Rewrite every line of the entries below as a Markdown table with the columns Row and Line, numbering each row and leaving out blank lines.

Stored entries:
....
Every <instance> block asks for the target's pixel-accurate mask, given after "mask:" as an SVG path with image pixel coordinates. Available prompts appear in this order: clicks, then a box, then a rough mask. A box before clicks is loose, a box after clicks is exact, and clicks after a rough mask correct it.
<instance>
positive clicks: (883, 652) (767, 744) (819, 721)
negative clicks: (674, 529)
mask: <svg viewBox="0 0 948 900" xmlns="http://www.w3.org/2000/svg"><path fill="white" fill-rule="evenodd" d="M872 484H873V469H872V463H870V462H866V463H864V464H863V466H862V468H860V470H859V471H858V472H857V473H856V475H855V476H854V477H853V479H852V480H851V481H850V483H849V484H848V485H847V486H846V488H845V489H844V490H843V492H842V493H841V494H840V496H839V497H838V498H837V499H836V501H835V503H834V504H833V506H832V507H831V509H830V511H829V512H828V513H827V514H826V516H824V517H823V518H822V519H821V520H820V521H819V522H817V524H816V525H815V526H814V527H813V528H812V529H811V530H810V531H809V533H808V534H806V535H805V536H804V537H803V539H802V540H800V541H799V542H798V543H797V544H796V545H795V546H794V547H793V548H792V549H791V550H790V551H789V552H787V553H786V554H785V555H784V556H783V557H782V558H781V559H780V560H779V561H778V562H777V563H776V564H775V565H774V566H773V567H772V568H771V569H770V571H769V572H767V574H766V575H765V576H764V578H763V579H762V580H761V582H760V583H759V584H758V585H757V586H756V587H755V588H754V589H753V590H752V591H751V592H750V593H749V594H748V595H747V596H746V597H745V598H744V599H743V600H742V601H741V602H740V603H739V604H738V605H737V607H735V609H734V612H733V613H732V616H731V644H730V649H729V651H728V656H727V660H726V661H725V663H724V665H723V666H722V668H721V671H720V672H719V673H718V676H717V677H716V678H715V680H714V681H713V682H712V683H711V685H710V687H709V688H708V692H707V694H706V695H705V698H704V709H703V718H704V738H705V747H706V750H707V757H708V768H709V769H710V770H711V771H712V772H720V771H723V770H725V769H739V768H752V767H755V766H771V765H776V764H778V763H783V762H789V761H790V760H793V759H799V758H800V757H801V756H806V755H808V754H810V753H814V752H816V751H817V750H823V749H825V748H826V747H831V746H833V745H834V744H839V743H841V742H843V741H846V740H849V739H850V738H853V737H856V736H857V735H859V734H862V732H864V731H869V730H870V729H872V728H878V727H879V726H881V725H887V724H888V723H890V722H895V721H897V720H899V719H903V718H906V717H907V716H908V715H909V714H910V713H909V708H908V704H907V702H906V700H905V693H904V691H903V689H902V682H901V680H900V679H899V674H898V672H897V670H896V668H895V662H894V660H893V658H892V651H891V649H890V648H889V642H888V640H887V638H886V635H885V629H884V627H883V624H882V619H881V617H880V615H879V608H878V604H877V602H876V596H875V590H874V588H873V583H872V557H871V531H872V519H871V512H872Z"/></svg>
....
ANSWER TO THIS TASK:
| Row | Line |
|---|---|
| 1 | Every <instance> block asks for the target's pixel-accurate mask, given after "mask:" as an SVG path with image pixel coordinates. Available prompts appear in this order: clicks, then a box, then a rough mask. A box before clicks is loose, a box after clicks is exact, and clicks after a rough mask correct it. |
| 2 | <instance> |
| 3 | positive clicks: (883, 652) (767, 744) (819, 721) |
| 4 | negative clicks: (674, 529) |
| 5 | mask: <svg viewBox="0 0 948 900" xmlns="http://www.w3.org/2000/svg"><path fill="white" fill-rule="evenodd" d="M872 484H873V469H872V463H870V462H866V463H864V464H863V466H862V468H860V470H859V471H858V472H857V473H856V475H855V476H854V477H853V479H852V480H851V481H850V483H849V484H848V485H847V486H846V488H845V489H844V490H843V492H842V493H841V494H840V496H839V497H838V498H837V499H836V501H835V503H834V504H833V506H832V507H831V509H830V511H829V512H828V513H827V514H826V516H824V517H823V518H822V519H821V520H820V521H819V522H817V524H816V525H815V526H814V527H813V528H812V529H811V530H810V531H809V533H808V534H806V535H805V536H804V537H803V539H802V540H800V541H799V542H798V543H797V544H796V545H795V546H794V547H793V548H792V549H791V550H790V551H789V552H787V553H786V554H785V555H784V556H783V557H782V558H781V559H780V560H779V561H778V562H777V563H776V564H775V565H774V566H773V567H772V568H771V569H770V571H769V572H767V574H766V575H765V576H764V578H763V579H762V580H761V582H760V583H759V584H758V585H757V586H756V587H755V588H754V589H753V590H752V591H751V592H750V593H749V594H748V595H747V596H746V597H745V598H744V599H743V600H742V601H741V602H740V603H739V604H738V605H737V607H735V609H734V612H733V613H732V616H731V644H730V649H729V651H728V656H727V660H726V661H725V663H724V665H723V666H722V668H721V671H720V672H719V673H718V676H717V677H716V678H715V680H714V681H713V682H712V683H711V685H710V687H709V688H708V692H707V694H706V695H705V698H704V709H703V718H704V738H705V747H706V750H707V757H708V768H709V769H710V770H711V771H712V772H720V771H723V770H725V769H739V768H752V767H755V766H771V765H776V764H778V763H783V762H789V761H790V760H793V759H799V758H800V757H801V756H806V755H808V754H810V753H814V752H816V751H817V750H823V749H825V748H826V747H831V746H833V745H834V744H839V743H841V742H843V741H846V740H849V739H850V738H853V737H856V736H857V735H859V734H862V732H864V731H869V730H870V729H872V728H878V727H879V726H881V725H887V724H888V723H890V722H895V721H897V720H899V719H903V718H906V717H907V716H908V715H909V714H910V713H909V708H908V704H907V702H906V700H905V693H904V691H903V689H902V682H901V680H900V679H899V674H898V672H897V670H896V668H895V662H894V660H893V658H892V651H891V649H890V648H889V642H888V640H887V638H886V635H885V629H884V627H883V624H882V619H881V617H880V615H879V608H878V604H877V602H876V596H875V590H874V588H873V583H872V557H871V531H872V519H871V512H872Z"/></svg> |